▶ Exercise prompt
Would you copy out each line of the records below that includes the word "head"?

Stored data entries
+ + + +

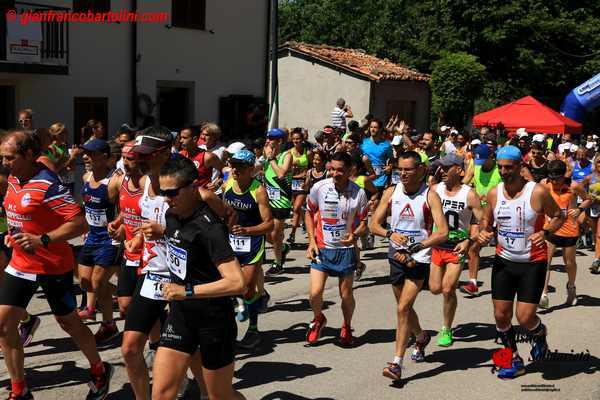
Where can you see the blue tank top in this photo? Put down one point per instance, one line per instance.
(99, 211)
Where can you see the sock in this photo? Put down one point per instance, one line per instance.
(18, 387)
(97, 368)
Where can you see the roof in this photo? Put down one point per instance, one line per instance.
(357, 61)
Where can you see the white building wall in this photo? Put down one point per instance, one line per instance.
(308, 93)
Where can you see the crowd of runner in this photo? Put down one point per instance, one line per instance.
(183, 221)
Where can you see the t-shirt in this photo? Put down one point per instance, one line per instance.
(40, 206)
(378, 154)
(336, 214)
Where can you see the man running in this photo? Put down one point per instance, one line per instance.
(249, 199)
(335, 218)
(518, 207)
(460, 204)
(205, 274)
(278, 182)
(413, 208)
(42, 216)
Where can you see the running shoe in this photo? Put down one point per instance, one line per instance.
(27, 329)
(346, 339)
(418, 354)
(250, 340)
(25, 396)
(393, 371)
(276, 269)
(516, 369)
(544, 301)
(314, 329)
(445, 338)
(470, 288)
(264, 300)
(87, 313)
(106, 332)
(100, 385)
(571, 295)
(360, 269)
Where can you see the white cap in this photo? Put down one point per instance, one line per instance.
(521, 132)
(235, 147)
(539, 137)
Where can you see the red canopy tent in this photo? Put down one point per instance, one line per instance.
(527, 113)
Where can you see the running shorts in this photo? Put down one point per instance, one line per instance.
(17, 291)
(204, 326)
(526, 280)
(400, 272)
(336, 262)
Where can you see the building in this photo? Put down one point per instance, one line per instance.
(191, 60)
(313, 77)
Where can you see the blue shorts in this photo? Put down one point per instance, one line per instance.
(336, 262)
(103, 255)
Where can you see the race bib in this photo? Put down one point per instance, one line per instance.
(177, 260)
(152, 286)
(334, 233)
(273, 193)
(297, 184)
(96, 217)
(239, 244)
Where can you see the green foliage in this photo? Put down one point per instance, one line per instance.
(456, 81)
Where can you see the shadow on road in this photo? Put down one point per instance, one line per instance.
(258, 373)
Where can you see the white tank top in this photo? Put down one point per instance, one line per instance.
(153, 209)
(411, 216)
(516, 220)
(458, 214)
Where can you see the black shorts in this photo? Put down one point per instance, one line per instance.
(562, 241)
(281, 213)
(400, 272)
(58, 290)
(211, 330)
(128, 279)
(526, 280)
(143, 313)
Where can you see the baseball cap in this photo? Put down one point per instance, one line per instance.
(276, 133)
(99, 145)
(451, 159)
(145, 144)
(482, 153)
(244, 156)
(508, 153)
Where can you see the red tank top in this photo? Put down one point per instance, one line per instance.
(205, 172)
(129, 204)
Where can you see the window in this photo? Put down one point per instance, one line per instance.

+ + + +

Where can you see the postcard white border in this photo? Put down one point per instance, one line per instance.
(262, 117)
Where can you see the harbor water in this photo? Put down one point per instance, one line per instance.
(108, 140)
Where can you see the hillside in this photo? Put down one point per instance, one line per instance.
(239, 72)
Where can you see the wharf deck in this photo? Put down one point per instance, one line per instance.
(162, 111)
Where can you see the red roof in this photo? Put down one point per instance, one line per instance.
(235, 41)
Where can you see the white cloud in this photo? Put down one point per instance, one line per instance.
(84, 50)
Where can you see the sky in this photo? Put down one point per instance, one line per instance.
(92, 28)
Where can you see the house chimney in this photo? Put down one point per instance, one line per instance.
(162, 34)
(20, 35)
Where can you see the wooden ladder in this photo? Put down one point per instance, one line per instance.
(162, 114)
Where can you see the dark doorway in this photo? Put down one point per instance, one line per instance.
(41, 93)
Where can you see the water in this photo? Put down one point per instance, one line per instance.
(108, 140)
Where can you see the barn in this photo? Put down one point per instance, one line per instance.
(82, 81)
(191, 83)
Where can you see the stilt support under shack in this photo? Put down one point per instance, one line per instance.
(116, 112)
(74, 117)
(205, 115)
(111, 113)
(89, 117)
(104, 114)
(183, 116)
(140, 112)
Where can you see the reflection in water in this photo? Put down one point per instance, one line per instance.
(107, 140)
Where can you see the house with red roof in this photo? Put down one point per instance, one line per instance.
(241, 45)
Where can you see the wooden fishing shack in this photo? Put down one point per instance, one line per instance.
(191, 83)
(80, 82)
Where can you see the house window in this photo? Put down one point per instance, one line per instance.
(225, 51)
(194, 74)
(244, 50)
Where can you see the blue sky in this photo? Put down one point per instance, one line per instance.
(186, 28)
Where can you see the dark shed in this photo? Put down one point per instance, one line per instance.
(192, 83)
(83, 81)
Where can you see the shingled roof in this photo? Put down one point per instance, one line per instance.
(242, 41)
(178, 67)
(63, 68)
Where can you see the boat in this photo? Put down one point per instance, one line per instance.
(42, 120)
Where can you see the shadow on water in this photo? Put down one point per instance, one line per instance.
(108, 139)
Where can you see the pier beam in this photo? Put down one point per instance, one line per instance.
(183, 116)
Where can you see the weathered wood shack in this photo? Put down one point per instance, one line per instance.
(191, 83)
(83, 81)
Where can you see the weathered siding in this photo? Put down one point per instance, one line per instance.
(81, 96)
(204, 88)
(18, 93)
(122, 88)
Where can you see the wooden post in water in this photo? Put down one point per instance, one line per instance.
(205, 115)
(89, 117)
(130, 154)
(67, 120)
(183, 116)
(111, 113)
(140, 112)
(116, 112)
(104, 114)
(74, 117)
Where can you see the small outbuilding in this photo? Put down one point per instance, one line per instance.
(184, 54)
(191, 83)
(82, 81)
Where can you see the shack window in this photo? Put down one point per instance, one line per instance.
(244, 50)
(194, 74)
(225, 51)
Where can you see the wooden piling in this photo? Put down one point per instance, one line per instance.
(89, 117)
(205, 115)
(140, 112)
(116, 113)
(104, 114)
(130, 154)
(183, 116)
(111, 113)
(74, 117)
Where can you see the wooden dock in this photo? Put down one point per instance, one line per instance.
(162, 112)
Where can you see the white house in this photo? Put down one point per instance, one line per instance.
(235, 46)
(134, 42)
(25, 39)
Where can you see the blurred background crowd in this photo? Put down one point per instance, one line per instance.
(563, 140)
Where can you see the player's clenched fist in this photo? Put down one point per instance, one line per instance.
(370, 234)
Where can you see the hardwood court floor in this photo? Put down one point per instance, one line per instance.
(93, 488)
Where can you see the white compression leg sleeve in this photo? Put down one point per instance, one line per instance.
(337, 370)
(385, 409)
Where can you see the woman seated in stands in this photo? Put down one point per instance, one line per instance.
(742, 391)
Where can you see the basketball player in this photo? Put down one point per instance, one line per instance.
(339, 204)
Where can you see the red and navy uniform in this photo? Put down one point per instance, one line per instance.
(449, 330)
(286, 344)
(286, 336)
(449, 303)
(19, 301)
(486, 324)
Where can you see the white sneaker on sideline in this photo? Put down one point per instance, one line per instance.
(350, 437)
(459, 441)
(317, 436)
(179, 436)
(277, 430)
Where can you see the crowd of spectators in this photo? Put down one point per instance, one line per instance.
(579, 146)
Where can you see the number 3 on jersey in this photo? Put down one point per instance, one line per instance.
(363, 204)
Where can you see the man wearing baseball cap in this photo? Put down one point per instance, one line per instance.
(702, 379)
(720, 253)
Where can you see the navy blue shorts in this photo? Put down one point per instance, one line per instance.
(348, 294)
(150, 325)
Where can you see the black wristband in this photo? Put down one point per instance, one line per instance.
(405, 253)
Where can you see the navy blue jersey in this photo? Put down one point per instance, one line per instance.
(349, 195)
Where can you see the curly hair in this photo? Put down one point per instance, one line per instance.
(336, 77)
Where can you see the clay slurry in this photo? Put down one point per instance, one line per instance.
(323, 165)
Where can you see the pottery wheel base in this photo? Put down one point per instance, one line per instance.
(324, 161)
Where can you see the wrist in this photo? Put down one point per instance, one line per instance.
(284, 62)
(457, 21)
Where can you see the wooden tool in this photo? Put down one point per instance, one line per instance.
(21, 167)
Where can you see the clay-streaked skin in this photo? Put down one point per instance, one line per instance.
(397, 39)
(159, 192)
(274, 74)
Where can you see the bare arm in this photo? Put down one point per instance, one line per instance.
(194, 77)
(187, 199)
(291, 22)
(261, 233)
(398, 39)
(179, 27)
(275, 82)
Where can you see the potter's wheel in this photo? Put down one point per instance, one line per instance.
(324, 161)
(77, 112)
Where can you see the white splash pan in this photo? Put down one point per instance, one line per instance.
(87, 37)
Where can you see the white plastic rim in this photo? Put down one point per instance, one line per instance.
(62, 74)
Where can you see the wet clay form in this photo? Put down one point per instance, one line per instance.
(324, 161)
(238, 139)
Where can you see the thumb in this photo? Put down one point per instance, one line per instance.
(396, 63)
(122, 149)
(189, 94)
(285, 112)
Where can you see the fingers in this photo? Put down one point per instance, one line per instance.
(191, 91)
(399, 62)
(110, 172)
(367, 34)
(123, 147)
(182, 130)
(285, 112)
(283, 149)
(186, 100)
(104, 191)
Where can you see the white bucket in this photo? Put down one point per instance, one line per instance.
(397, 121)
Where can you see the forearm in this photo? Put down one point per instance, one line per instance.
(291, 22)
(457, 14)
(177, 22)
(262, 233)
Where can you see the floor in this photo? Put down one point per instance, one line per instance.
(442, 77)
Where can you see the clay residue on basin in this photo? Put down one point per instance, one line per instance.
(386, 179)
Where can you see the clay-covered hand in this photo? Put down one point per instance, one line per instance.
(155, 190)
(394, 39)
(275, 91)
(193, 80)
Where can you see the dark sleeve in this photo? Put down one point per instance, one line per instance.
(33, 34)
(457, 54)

+ + + +

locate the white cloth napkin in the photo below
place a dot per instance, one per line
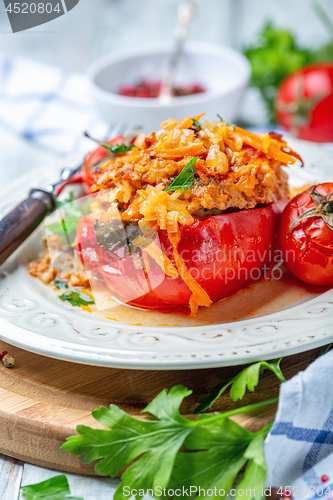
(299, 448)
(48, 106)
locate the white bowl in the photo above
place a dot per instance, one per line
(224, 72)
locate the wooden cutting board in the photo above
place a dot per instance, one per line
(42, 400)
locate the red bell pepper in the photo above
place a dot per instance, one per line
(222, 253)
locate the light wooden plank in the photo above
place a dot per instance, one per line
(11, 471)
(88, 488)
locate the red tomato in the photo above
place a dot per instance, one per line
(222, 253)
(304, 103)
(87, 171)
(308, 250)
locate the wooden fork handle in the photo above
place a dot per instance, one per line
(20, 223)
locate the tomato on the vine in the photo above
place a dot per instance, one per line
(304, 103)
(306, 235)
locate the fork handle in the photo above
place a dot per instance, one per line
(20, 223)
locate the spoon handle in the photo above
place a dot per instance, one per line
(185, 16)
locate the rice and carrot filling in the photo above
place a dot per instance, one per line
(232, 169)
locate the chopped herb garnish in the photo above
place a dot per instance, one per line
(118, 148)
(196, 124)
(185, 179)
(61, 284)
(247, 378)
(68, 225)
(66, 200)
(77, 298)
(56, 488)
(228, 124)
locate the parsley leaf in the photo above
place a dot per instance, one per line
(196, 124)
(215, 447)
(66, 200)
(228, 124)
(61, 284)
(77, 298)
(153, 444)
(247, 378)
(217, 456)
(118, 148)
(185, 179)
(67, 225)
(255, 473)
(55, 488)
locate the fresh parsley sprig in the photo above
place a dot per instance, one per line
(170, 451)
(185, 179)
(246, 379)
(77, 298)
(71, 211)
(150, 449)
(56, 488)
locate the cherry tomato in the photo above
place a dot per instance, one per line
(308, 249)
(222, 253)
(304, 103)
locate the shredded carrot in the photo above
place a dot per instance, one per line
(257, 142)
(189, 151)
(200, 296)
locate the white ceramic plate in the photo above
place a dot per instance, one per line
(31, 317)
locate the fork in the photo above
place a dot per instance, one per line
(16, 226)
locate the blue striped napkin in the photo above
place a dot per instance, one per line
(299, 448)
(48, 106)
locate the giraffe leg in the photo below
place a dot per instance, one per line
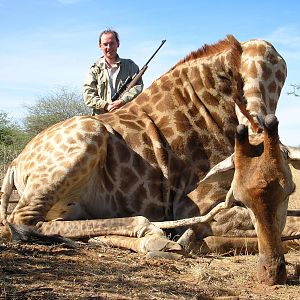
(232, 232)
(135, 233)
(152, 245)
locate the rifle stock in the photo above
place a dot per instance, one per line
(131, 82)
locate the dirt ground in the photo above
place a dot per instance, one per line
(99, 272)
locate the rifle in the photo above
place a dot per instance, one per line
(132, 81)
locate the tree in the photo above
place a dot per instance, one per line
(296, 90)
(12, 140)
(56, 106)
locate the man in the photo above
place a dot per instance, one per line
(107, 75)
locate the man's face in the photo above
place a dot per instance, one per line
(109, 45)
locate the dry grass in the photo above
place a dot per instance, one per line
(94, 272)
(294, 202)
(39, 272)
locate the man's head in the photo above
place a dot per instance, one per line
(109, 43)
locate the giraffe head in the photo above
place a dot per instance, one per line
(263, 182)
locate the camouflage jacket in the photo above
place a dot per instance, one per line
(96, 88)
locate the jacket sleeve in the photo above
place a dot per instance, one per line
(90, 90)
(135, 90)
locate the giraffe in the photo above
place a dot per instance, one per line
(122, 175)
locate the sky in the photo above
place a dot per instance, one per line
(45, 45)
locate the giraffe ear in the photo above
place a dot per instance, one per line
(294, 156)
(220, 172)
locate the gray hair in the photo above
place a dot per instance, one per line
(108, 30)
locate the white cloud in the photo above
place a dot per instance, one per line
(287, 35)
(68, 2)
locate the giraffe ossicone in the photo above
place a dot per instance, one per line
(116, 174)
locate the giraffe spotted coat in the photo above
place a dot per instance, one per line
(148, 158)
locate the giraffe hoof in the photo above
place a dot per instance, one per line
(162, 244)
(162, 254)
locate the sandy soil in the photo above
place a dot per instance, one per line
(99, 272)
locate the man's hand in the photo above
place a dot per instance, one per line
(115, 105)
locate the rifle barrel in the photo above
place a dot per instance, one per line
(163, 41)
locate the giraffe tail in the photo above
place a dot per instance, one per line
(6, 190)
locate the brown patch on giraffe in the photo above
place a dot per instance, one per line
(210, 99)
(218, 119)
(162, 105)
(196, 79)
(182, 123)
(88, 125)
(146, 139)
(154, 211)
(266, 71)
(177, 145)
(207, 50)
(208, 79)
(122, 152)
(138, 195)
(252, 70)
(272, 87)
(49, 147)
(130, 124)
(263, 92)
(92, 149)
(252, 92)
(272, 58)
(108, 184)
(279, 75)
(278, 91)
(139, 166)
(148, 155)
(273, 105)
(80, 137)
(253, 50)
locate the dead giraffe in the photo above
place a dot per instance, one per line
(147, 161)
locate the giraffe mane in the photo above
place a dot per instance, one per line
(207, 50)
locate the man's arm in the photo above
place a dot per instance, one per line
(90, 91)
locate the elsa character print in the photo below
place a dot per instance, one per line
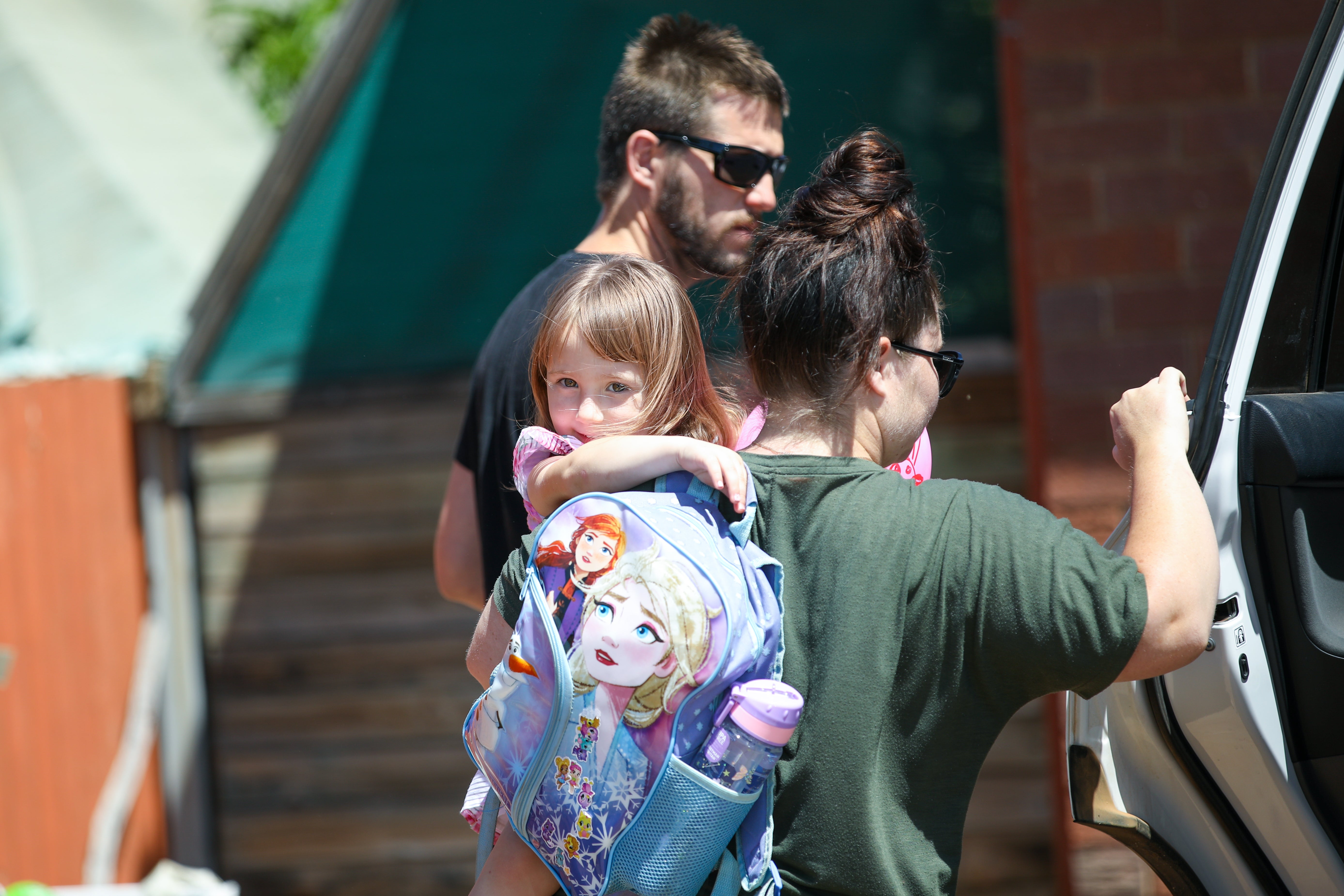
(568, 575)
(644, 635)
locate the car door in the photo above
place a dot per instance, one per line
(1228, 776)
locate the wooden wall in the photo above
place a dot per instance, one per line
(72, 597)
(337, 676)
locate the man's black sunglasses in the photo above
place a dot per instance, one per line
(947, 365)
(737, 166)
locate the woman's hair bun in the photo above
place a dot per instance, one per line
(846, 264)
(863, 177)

+ + + +

▶ Finished exercise
locate the man's head in the photo above
locate the giraffe head in the photo above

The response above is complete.